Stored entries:
--*--

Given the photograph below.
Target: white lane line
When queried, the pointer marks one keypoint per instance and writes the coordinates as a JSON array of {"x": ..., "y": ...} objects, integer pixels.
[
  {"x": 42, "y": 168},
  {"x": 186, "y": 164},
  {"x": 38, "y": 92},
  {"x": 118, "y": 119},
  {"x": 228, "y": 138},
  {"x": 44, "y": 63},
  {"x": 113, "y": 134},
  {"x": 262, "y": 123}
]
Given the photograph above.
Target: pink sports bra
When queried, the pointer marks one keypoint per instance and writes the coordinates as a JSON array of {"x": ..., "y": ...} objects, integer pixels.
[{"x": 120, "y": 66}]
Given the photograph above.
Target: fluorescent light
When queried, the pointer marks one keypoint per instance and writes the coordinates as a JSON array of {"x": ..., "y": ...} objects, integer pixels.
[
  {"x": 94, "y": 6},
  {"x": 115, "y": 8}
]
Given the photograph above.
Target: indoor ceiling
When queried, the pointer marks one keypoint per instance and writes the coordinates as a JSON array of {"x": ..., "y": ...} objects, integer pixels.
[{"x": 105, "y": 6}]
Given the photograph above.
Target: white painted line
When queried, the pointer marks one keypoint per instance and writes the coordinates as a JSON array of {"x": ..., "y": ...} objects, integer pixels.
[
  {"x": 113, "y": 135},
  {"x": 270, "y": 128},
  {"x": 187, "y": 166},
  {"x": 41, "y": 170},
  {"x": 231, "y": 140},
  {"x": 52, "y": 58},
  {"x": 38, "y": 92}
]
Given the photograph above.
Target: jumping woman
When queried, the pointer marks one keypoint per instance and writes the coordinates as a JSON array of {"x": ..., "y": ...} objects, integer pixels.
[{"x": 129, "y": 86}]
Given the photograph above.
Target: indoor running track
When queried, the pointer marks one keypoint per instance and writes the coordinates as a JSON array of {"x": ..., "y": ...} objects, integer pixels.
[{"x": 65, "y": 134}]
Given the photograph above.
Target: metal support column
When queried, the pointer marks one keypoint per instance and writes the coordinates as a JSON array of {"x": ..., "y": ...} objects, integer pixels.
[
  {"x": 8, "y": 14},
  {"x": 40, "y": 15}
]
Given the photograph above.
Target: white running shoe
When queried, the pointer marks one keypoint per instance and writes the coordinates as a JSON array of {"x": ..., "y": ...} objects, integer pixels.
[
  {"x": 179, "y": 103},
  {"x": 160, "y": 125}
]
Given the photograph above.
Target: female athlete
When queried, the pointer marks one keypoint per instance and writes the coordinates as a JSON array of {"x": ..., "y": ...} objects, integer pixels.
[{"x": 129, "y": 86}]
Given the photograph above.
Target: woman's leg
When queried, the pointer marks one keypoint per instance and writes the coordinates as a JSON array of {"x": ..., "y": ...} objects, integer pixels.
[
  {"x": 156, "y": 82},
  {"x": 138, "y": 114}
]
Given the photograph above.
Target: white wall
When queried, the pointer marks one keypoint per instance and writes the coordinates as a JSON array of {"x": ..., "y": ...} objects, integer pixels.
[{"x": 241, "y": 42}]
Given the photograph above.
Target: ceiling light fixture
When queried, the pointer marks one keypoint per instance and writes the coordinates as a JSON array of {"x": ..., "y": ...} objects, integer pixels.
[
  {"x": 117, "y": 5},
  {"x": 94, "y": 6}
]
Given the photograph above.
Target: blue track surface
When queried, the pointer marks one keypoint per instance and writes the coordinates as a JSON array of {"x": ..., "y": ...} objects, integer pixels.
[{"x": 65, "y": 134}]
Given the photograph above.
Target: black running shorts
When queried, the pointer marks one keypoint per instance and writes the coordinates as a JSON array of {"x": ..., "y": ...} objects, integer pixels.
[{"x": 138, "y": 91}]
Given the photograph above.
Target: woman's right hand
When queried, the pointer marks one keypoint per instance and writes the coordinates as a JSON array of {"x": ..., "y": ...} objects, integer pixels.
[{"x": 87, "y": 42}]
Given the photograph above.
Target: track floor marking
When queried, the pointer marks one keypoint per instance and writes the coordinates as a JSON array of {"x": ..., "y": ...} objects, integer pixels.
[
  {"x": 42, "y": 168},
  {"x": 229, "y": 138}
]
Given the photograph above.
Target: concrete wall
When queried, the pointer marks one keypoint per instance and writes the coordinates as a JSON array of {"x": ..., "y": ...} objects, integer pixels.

--*--

TASK TO COMPLETE ::
Repeat, word for word, every line above.

TASK ANSWER ::
Given the photograph below.
Target: white lane line
When queried, the pointer marks one keypoint per instance and writes the coordinates as a JSON array of {"x": ..., "y": ...} objects, integer pixels.
[
  {"x": 42, "y": 168},
  {"x": 186, "y": 164},
  {"x": 38, "y": 92},
  {"x": 118, "y": 119},
  {"x": 228, "y": 138},
  {"x": 44, "y": 63},
  {"x": 113, "y": 134},
  {"x": 262, "y": 123}
]
Given the photograph above.
Target: pink sports bra
When queried, the pointer marks one keypoint per instance and writes the coordinates as a JSON array of {"x": ..., "y": ...} objects, integer pixels.
[{"x": 120, "y": 66}]
Given the photograph above.
Target: fluorescent light
When queried, the pointer marks one keypoint per instance and writes the coordinates as a JSON array of {"x": ..., "y": ...} objects, integer pixels.
[
  {"x": 94, "y": 6},
  {"x": 115, "y": 8}
]
Given the photograph above.
Target: indoor ceiling
When queried, the pointer marks one keypoint per instance and writes the coordinates as a JSON array of {"x": ..., "y": ...} objects, integer pixels.
[{"x": 105, "y": 6}]
Given the photograph above.
Target: white painted line
When queried, the pointer marks one keypoint per instance and writes the coordinates as a JSON array of {"x": ..., "y": ...} objects, integer pixels.
[
  {"x": 113, "y": 135},
  {"x": 270, "y": 128},
  {"x": 187, "y": 166},
  {"x": 41, "y": 170},
  {"x": 231, "y": 140},
  {"x": 52, "y": 58},
  {"x": 38, "y": 92}
]
Given the photograph above.
Target: jumping woman
When queried, the pointer marks one keypoint per instance and writes the coordinates as a JSON array of {"x": ..., "y": ...} objects, integer pixels.
[{"x": 129, "y": 86}]
Given the photograph above.
Target: indoor running track
When queried, the pointer marks one keypoint per instance and writes the coordinates as a JSON array of {"x": ..., "y": ...} objects, integer pixels.
[{"x": 65, "y": 134}]
Given the photograph above.
Target: metal support column
When queried, the pointer marks one keypoint per instance and writes the coordinates as a JSON array of {"x": ..., "y": ...} objects, integer pixels.
[
  {"x": 8, "y": 14},
  {"x": 40, "y": 15}
]
Given the photograph above.
Target: white running shoe
When queried, the pointer marks one keypoint per instance and writes the coordinates as a JSON array of {"x": ..., "y": ...} objects, integer pixels.
[
  {"x": 179, "y": 103},
  {"x": 160, "y": 125}
]
Given the photograph above.
Target: female athlete
When queried, the pointer marks one keypoint per instance and writes the coordinates as a JSON array of {"x": ..., "y": ...} objects, integer pixels.
[{"x": 129, "y": 86}]
Given the photograph above.
Target: woman's leg
When queried, the pointer marks one keypoint per instance and writes the coordinates as a JSON array of {"x": ..., "y": ...} objects, integer pixels.
[
  {"x": 156, "y": 82},
  {"x": 138, "y": 114}
]
Given the photograph above.
Target: white wall
When queried, the pointer marks one keypoint per instance and writes the coordinates as a JSON array of {"x": ..., "y": ...} objects, integer pixels.
[{"x": 241, "y": 42}]
Given the photograph above.
Target: ceiling light fixture
When queried, the pointer marks one keypoint per instance and writes the coordinates as a JSON array of {"x": ..., "y": ...} objects, integer pixels.
[
  {"x": 117, "y": 5},
  {"x": 94, "y": 6}
]
Given the photograph above.
Target: blue track surface
When queried, the pointer marks one keypoint per instance and writes the coordinates as a JSON array of {"x": ..., "y": ...} objects, integer pixels.
[{"x": 65, "y": 134}]
Given the photograph above.
Target: black running shorts
When queried, the pointer marks one keypoint per instance and writes the coordinates as a JSON array of {"x": ..., "y": ...} objects, integer pixels.
[{"x": 138, "y": 91}]
Given the photograph above.
Target: woman's right hand
When queried, the pointer marks one keypoint per instance and writes the coordinates as a JSON array of {"x": ..., "y": ...} objects, integer pixels.
[{"x": 87, "y": 42}]
Given the photograph above.
Target: track floor marking
When queried, the pointer marks one keypoint per instance and writes the coordinates as a JSON array of {"x": ..., "y": ...} objects, integer pixels.
[
  {"x": 42, "y": 168},
  {"x": 229, "y": 138}
]
Given the photograph above.
Target: concrete wall
When queried, the pointer marks one keypoint per instance and writes the coordinates as a JSON array of {"x": ..., "y": ...} objects, integer pixels.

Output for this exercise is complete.